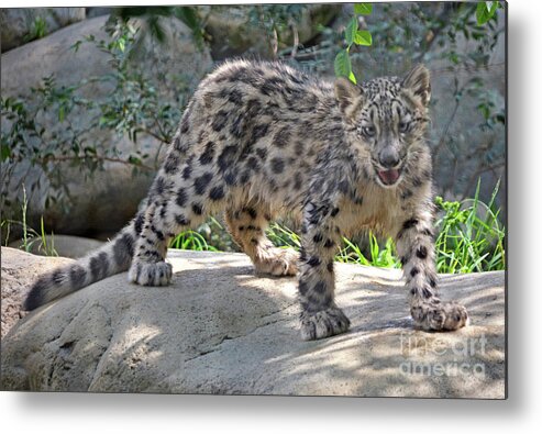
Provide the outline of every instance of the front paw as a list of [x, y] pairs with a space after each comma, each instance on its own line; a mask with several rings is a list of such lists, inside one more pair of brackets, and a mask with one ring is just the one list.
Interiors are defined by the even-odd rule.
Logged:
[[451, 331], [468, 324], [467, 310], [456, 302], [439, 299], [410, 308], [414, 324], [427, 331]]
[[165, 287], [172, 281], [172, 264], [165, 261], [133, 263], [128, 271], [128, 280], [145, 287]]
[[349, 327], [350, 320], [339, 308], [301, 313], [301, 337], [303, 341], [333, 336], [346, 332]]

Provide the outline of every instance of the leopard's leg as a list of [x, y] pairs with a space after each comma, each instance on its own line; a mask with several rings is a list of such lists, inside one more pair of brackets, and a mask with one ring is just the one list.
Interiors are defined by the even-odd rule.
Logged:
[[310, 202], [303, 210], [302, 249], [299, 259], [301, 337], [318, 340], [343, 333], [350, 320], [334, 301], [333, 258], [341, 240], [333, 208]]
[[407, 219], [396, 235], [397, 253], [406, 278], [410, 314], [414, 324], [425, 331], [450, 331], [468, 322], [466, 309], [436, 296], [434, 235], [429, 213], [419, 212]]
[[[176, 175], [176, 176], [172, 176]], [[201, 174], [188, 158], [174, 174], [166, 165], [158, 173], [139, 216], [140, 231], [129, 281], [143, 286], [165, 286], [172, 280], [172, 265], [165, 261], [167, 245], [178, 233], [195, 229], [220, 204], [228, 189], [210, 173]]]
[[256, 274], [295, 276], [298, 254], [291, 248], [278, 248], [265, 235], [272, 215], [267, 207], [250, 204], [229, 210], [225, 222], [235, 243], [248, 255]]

----

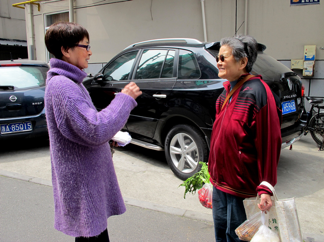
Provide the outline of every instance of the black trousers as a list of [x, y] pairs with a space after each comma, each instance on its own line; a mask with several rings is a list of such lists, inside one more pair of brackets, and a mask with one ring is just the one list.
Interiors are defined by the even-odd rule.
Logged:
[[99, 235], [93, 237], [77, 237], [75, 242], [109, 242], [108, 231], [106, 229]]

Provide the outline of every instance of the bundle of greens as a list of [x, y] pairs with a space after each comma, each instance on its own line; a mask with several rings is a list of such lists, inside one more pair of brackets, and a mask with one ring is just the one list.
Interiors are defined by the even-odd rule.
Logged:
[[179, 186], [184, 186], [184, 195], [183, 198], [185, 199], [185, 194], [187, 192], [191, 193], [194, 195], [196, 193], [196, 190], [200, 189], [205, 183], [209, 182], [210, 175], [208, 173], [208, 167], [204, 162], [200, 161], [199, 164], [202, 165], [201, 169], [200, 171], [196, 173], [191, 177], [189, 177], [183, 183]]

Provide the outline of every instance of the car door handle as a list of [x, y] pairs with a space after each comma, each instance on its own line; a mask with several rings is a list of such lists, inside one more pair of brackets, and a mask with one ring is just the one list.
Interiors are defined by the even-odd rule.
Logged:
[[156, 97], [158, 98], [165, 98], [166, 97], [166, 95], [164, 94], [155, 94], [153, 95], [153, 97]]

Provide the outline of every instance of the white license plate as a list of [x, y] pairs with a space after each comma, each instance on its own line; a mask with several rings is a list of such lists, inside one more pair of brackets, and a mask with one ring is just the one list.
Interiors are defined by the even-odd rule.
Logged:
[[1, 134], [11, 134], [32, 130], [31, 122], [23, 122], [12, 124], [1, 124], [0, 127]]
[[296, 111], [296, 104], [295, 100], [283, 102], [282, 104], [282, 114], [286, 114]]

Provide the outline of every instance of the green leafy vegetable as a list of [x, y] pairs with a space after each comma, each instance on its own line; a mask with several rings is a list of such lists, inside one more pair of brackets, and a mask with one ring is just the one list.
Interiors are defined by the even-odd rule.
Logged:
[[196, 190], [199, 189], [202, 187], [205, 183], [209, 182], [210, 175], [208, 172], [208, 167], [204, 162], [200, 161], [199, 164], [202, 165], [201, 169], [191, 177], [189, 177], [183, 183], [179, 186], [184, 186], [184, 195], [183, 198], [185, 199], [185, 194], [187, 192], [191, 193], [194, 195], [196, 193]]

----

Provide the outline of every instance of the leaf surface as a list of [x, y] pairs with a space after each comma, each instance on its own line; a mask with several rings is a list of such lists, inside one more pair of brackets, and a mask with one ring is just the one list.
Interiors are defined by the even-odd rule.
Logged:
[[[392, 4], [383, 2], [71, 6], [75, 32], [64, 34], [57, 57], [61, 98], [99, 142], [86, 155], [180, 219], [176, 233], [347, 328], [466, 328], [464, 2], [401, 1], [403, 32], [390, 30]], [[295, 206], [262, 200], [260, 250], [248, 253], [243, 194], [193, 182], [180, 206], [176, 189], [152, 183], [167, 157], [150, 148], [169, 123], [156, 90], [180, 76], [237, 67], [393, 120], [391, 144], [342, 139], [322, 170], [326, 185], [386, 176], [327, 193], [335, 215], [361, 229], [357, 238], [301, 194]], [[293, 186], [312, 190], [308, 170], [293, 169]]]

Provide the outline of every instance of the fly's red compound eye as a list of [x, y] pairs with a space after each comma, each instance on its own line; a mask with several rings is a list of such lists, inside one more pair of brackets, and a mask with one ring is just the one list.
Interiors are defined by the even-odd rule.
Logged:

----

● **TASK DETAILS**: Write out again every line starting at the line that contains "Provide the outline of every instance of the green" and ending at the line that contains "195], [196, 193]]", shifting each x and y coordinate in those lines up by 50.

● **COMPLETED TASK**:
Provide the outline of every instance of the green leafy vegetable as a list of [x, y] pairs with a space after each comma, each instance on its own line; a mask with several rings is a list of such lists, inside one more pair of brackets, and a mask with one ring is just the one list.
Interiors are defined by the even-odd rule.
Logged:
[[246, 240], [249, 239], [252, 237], [255, 233], [259, 232], [260, 225], [258, 222], [258, 217], [254, 212], [250, 211], [249, 214], [252, 215], [251, 219], [241, 227], [239, 227], [233, 233], [229, 236], [234, 236], [234, 245], [233, 248], [235, 249], [235, 244], [237, 242], [241, 243], [244, 245], [246, 243]]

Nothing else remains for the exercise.